Copy every one of the records below line for line, changing nothing.

------ DATA LISTING

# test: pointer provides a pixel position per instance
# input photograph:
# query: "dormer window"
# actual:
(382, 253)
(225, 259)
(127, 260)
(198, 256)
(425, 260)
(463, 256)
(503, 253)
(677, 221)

------------

- _EXERCISE RESULT_
# test: pointer provides a pixel position per instance
# input photograph:
# query: "dormer window"
# actual:
(382, 253)
(225, 259)
(127, 260)
(198, 256)
(425, 260)
(463, 256)
(503, 253)
(677, 221)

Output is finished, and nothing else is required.